Texte proposé:

"""

Souvent, dans l’exercice d'un pouvoir, le sentiment de solitude ne vient pas obligatoirement de la notion de prise de responsabilité. Le Maire, moins en France que dans bien d’autres pays, se retrouve en effet doté de pouvoirs exécutifs assez angoissants. En s’entourant d’une équipe, il ne peut qu’atténuer ce sentiment que chacun de ses actes officiels implique une prise de risques. C’est la raison pour laquelle j’apprécie les débats, les propositions, les critiques, car ils ouvrent nécessairement la porte qui permet de douter de son propre jugement. Cette méthode oblige donc à rechercher des arguments, à bâtir une stratégie, à chercher au plus profond de soi les raisons qui ont motivé son comportement et ses projets. On en ressort beaucoup plus solide que l’on y est entré.
Bizarre que ce besoin de se confronter à l’appréciation des autres pour vaincre son angoisse du mal faire. Le problème, c’est qu’il faut parfois des médiateurs pour véhiculer ce que les gens n’osent pas formuler en face. Et quand ils sont totalement étrangers aux préoccupations locales, ils n’en sont que plus crédibles.
La visite poitevine avait pourtant un caractère un peu surréaliste, puisque ces jeunes déjà très brillants étaient venus expressément pour " scruter " Créon. Il existe bien d’autres communes en France plus digne d’intérêt, mais leurs professeurs souhaitaient absolument que ce soit ici qu’ils analysent " la démocratie participative "… Provocation pour des Poitevins ? Souci de se mettre à l’abri de reproches éventuels ? Volonté de dépaysement de leurs élèves ? En tous cas, ils conserveront pour base de leur travail ultérieur " mon " analyse de ce que l’on présente comme la nouvelle gouvernance, initiée dans leur propre région. Je l’avoue : j’ai vécu un moment privilégié, car j’ai pu enfin avoir une vrai débat politique sur ma conception de la participation des citoyens à la gestion locale. C’est tellement rare, que j’ai même un peu fait durer le plaisir.

SYSTEME DIVERSIFIE D’INFORMATION
Depuis au moins deux décennies, j’ai en effet beaucoup réfléchi et agi pour mettre en œuvre cette fameuse "démocratie participative" qui est beaucoup plus ardue à concrétiser qu’à proclamer. En fait, j’en suis arrivé à penser que ce ne peut être qu’une fusée à quatre étages, dont le mécanisme peut s’enrayer à tout moment, ce qui rend l’édifice très fragile.

"""

Consignes écrites:
a) Reproduisez le passage du texte qui va de « SYSTEME DIVERSIFIE D’INFORMATION » jusqu'à « l’édifice très fragile. ».
b) Relevez chaque ligne des enregistrements où figure le mot « building ».
Le texte et les enregistrements n'ont aucun lien entre eux.

Enregistrements fournis:
"""

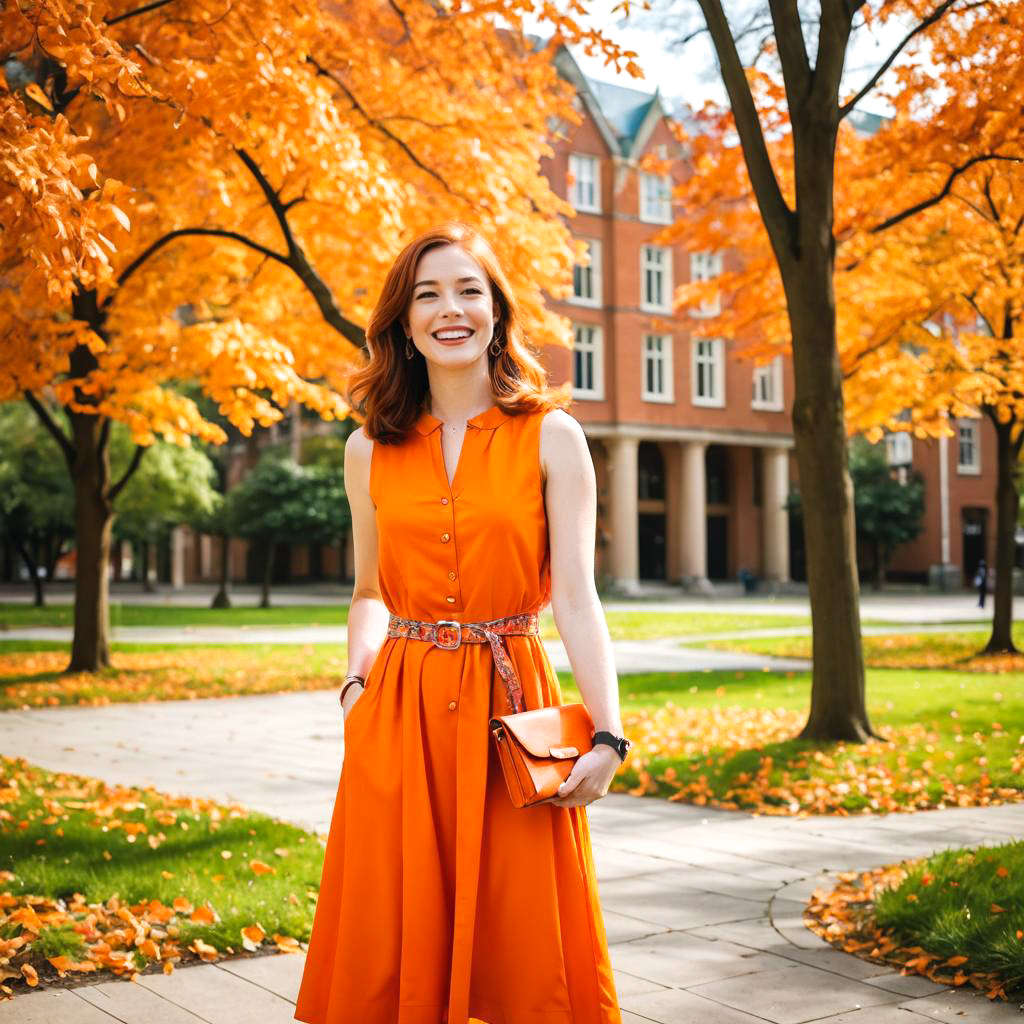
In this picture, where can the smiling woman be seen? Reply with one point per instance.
(473, 505)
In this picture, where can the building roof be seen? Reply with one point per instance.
(624, 109)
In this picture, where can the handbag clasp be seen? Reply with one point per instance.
(443, 634)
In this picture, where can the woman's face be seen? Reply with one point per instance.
(452, 314)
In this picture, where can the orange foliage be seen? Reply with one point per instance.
(843, 918)
(955, 95)
(226, 211)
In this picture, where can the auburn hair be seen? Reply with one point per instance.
(389, 391)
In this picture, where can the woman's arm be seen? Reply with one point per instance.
(368, 615)
(570, 500)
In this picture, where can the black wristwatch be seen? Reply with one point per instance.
(621, 743)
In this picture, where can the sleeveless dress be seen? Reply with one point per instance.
(439, 901)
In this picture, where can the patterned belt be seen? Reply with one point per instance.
(450, 635)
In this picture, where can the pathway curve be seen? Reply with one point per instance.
(702, 907)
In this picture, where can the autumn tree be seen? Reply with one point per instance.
(950, 342)
(213, 195)
(777, 202)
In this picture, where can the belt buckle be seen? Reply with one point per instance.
(444, 627)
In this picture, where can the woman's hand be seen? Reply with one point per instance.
(353, 694)
(590, 778)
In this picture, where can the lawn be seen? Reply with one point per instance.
(905, 650)
(638, 625)
(97, 877)
(723, 739)
(956, 916)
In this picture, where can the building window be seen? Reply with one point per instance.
(899, 449)
(709, 372)
(588, 361)
(655, 273)
(768, 386)
(969, 446)
(706, 266)
(585, 193)
(587, 280)
(655, 198)
(657, 368)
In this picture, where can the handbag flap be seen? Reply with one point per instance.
(561, 725)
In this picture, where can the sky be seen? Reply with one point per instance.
(691, 75)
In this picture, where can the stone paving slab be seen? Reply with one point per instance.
(702, 906)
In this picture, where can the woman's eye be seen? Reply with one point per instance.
(424, 295)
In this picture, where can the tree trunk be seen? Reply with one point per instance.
(93, 525)
(1007, 509)
(267, 569)
(221, 599)
(806, 256)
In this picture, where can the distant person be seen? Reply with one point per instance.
(981, 582)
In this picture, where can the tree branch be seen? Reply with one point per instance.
(777, 216)
(887, 64)
(792, 51)
(939, 197)
(164, 240)
(44, 415)
(132, 466)
(139, 10)
(299, 263)
(322, 71)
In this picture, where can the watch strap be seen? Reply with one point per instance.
(620, 743)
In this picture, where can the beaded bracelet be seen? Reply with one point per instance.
(348, 682)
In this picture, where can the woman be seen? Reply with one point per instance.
(473, 500)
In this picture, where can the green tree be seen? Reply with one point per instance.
(172, 485)
(281, 502)
(889, 512)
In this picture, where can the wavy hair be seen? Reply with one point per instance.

"""

Réponses complètes:
a)
SYSTEME DIVERSIFIE D’INFORMATION
Depuis au moins deux décennies, j’ai en effet beaucoup réfléchi et agi pour mettre en œuvre cette fameuse "démocratie participative" qui est beaucoup plus ardue à concrétiser qu’à proclamer. En fait, j’en suis arrivé à penser que ce ne peut être qu’une fusée à quatre étages, dont le mécanisme peut s’enrayer à tout moment, ce qui rend l’édifice très fragile.

b)
In this picture, where can the building roof be seen? Reply with one point per instance.
In this picture, where can the building window be seen? Reply with one point per instance.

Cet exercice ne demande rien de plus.